**Written task:**
Starting at the line that contains "Habitat-census task: mark the blue and", transcribe every remaining line of the entries exactly, including the last one.

**Data supplied:**

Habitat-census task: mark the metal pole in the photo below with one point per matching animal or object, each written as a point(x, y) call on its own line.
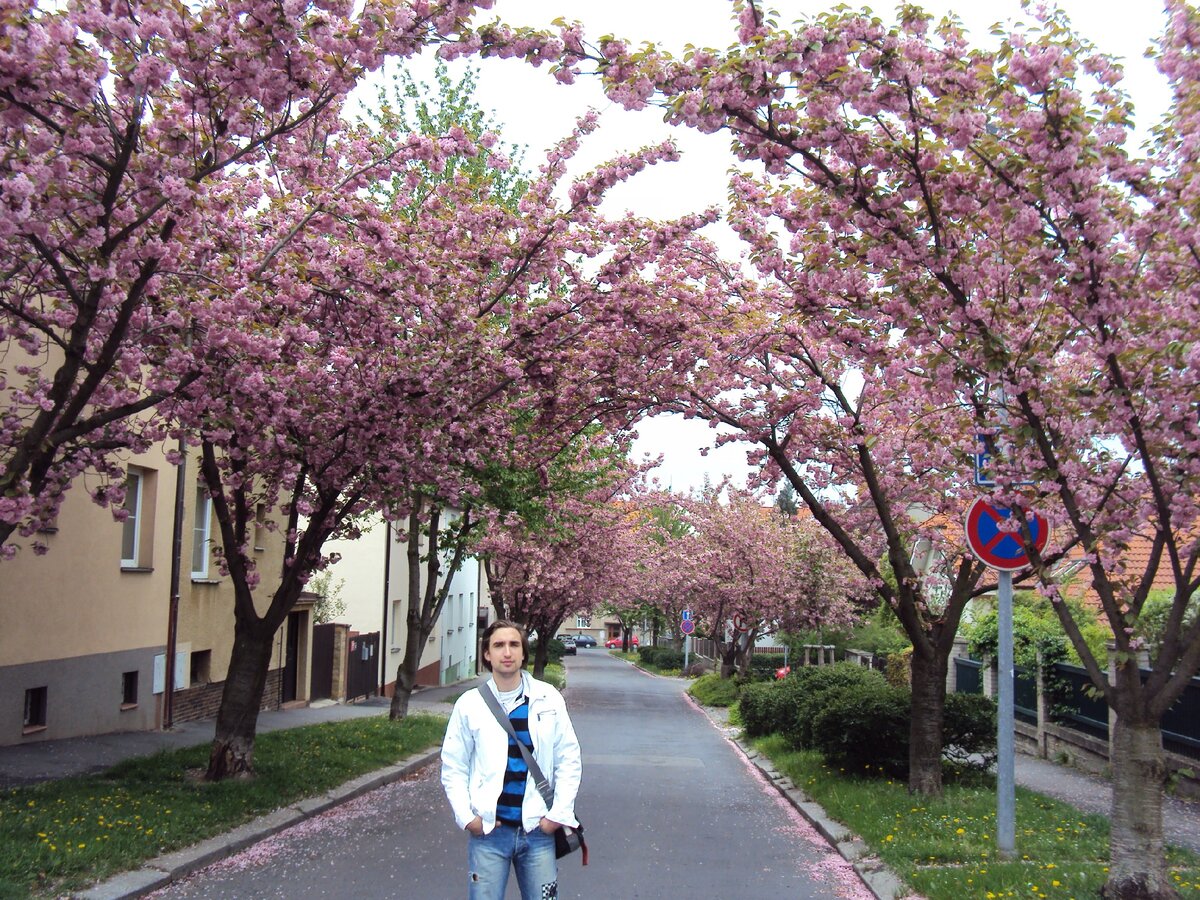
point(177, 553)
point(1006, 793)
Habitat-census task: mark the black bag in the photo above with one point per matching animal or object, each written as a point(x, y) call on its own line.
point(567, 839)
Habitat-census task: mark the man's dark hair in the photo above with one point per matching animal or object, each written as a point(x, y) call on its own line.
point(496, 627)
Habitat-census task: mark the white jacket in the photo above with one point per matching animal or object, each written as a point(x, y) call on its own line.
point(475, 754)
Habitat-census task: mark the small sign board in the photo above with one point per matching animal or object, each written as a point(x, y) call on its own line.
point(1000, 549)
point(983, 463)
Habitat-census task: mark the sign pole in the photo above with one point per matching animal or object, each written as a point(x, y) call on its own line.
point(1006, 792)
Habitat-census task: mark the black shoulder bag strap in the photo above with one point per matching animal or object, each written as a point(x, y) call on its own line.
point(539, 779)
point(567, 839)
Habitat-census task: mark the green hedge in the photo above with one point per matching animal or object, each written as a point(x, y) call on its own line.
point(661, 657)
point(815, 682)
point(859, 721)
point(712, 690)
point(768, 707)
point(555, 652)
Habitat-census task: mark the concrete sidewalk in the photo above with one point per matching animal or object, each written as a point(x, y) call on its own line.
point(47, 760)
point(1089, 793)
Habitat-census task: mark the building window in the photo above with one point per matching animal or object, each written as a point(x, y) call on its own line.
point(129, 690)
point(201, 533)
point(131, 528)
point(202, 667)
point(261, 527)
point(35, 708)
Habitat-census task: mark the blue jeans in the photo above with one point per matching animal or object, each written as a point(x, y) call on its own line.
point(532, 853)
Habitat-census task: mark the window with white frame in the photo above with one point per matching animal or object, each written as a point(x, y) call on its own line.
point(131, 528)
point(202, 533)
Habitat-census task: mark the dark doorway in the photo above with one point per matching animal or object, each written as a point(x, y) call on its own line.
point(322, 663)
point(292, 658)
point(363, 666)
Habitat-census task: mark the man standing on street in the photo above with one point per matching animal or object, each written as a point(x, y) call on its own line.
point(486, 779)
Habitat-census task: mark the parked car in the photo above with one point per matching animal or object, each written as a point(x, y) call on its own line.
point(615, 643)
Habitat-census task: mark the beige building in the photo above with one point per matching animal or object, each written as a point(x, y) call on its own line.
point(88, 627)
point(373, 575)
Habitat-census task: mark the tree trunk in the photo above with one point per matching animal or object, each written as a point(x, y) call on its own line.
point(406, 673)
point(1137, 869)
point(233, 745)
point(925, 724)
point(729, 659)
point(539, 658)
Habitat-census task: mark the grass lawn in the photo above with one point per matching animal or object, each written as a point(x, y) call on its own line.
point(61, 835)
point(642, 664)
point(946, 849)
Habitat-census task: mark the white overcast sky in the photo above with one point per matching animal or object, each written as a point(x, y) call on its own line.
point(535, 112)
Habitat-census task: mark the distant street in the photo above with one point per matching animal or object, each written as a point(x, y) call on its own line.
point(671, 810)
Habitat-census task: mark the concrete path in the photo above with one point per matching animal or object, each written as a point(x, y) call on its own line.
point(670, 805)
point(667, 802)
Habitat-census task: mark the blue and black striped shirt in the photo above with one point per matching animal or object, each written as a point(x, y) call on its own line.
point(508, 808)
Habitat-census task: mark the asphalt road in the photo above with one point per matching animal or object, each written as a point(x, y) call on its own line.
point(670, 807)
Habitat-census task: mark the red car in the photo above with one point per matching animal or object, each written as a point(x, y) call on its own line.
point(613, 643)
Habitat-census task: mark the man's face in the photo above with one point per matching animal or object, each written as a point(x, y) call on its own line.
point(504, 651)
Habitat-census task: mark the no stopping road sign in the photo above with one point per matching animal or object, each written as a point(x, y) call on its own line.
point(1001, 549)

**Full response:**
Habitat-census task: mark the blue and black striped shirt in the photo above with one point per matching animal or object, each written as a point(x, y) call on its own line.
point(508, 808)
Habitat-census task: mark the asphalt road in the photo above with one point per matching animal or object, each written as a point(x, y) call on its own line.
point(670, 807)
Habitat-census task: mark the red car in the photo above with one point per matching animal or object, each written as a point(x, y) call on its own line.
point(613, 643)
Habitat-census task: mark the man's face in the photo above with one point per matching animal or object, each written as a point(x, y) call on its own line.
point(504, 651)
Habitat-census task: mark the no stopping road sign in the photo above with one point per matching animal or object, each written as a point(x, y) call on its own line.
point(1001, 549)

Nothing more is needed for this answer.